== What you are asked to do ==
Write out all of the lines below, exactly and completely.

== Material supplied ==
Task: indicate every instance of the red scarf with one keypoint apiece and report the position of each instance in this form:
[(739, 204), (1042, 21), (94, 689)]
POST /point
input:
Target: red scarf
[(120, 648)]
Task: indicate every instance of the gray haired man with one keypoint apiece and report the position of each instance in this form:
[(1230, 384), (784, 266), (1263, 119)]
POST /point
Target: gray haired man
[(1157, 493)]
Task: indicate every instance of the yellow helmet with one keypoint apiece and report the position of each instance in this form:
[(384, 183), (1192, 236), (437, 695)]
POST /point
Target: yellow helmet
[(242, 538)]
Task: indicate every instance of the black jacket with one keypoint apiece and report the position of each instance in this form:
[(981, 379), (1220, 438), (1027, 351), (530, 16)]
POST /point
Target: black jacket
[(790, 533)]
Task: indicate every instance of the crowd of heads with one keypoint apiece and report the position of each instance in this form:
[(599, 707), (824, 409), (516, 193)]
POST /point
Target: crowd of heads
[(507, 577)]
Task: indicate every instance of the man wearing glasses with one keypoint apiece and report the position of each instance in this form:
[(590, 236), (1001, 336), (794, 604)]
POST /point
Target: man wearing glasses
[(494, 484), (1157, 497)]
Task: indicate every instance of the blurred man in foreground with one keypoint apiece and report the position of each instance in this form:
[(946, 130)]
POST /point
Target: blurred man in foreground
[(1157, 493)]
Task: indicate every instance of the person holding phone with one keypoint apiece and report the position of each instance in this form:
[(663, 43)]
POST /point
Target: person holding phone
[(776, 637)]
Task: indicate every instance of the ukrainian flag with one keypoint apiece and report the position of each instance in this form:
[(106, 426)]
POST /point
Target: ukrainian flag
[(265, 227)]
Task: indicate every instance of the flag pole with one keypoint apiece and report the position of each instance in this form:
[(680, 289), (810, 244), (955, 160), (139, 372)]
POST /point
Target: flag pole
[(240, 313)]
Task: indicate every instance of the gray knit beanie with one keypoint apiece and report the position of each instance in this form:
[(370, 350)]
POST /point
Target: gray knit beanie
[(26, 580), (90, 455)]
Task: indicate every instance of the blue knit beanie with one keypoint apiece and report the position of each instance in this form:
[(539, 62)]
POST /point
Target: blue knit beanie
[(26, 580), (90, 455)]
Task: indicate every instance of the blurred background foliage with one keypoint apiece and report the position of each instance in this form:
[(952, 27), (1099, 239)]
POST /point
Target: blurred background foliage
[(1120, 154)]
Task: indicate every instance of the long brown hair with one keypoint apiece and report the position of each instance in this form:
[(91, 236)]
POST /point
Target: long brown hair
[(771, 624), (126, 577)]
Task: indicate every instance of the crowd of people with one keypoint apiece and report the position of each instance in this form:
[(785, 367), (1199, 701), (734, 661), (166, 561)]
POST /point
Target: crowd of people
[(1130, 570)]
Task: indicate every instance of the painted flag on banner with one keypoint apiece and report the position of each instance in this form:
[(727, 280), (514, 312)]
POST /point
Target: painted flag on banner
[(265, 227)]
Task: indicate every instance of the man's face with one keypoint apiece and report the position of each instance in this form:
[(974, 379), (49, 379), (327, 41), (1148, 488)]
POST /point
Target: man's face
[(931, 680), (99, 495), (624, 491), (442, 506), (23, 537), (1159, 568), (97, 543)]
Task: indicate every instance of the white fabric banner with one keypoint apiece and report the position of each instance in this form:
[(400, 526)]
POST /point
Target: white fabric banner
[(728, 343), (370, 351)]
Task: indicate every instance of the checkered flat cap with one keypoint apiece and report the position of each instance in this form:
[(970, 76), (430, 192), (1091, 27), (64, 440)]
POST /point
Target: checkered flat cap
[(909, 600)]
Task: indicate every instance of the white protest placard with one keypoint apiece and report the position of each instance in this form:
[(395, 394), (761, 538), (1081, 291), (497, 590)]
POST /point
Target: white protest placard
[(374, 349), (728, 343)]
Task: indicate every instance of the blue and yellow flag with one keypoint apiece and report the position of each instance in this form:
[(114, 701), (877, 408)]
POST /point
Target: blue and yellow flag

== Correct answer ==
Task: indicate every instance of the red scarf with one keypoint apiece and report the position of each instance in this form:
[(739, 204), (1042, 21), (94, 689)]
POST /point
input:
Target: red scarf
[(120, 648)]
Task: indicate every instance of the gray haired man with one keypoint apiece and report the position of each instance in this form:
[(1230, 384), (784, 266), (1263, 119)]
POST /point
Target: gray haired man
[(1157, 493)]
Task: indicate every instance of the yellow helmet with one keypoint apiece and report the position of each instance in this form:
[(384, 183), (1192, 236), (437, 695)]
POST /point
Target: yellow helmet
[(242, 538)]
Task: indicate every instance of the black jacket with one keypoint apiece and report the position of each instance in this form:
[(981, 379), (1220, 438), (1027, 351), (530, 16)]
POST /point
Target: black jacket
[(790, 533)]
Task: indicate every instance of the crowd of heads with one keypoint apiece and report the position of each instance in this form:
[(599, 707), (824, 409), (516, 193)]
POST /point
Target: crowd of heads
[(507, 577)]
Task: indicate every instance of the man wearing glasses with one keypoint apiece and report the position of each instance in this form:
[(590, 236), (1001, 336), (794, 604)]
POST /point
Target: man wearing glasses
[(494, 484), (1157, 497)]
Task: indicate every instance of the blurred man in foreground with one keypoint apiece and report the position of each instance in this form:
[(946, 130)]
POST /point
Target: blurred man in foreground
[(1157, 493)]
Task: indicate every instance of the person holding phone with one keypoint apiece and report the position of each instance in this form:
[(663, 43)]
POST /point
Target: person holding phone
[(776, 637)]
Task: indicate every instance of the ukrainian flag with one keypoint apiece and report the position of each instance in this form:
[(106, 426)]
POST /point
Target: ukrainian flag
[(265, 227)]
Task: indicate every instance of the flag pole with one keypoint apiece and report the position of each instance in this form:
[(680, 289), (810, 244), (955, 160), (139, 372)]
POST /point
Target: flag pole
[(240, 313)]
Task: indicate every instance of the gray knit beanie with one keypoint apiece and report the position of each instance in this form:
[(370, 350)]
POST /point
Target: gray knit beanie
[(26, 580), (90, 455)]
Task: indicate every instance of the blue knit beanie with one keypoint apiece and report the position of each instance in this form:
[(539, 62)]
POST /point
Target: blue knit beanie
[(26, 580), (90, 455)]
Task: indicate every instance of the blurred background foliage with one keypoint apiece and report the position of each instance in this form:
[(952, 27), (1099, 239)]
POST /point
Target: blurred background foliage
[(1120, 154)]
Task: indicate every instance of the long brown hair with one keypoint apiece and report the position of each instance in this form:
[(91, 236)]
POST /point
Target: long brown hair
[(771, 624), (126, 577)]
Task: indicate every instance of the crowd of people with one keypoint apiece and report the position of each instance in this form:
[(785, 367), (1199, 701), (734, 661), (166, 561)]
POST /point
Target: crowd of people
[(1130, 570)]
Task: indicate every instance of the painted flag on banner with one keypoint apiece and report the position of each instance in this form:
[(727, 280), (514, 312)]
POST /point
Target: painted flag on banner
[(265, 227)]
Task: indicate every instance of the man's face with one keypoint apiece and report the position of each instance in this form:
[(974, 379), (49, 379), (327, 41), (1148, 488)]
POST /point
Target: man's face
[(931, 680), (99, 495), (624, 491), (442, 506), (23, 537), (1159, 568), (97, 543)]
Task: indicate every instance of the white fabric banner with one keypoint apiece and report the position of each instance in this form:
[(400, 526)]
POST /point
Target: white fabric banner
[(728, 343), (370, 351)]
Task: indicate every instance of the checkered flat cap with one keypoint apiece and report the position of each instance in this form:
[(970, 76), (430, 192), (1091, 27), (64, 440)]
POST /point
Target: checkered flat cap
[(909, 600)]
Task: indicate every instance of the white protest placard with one keypoint apiece and report the position of each instance in this form:
[(395, 394), (761, 538), (1081, 291), (497, 590)]
POST /point
Target: white protest placard
[(374, 349), (728, 343)]
Task: indicate every instance of the blue and yellow flag with one keypoint apiece and report the position of each instance in this form:
[(114, 701), (877, 408)]
POST /point
Target: blue and yellow flag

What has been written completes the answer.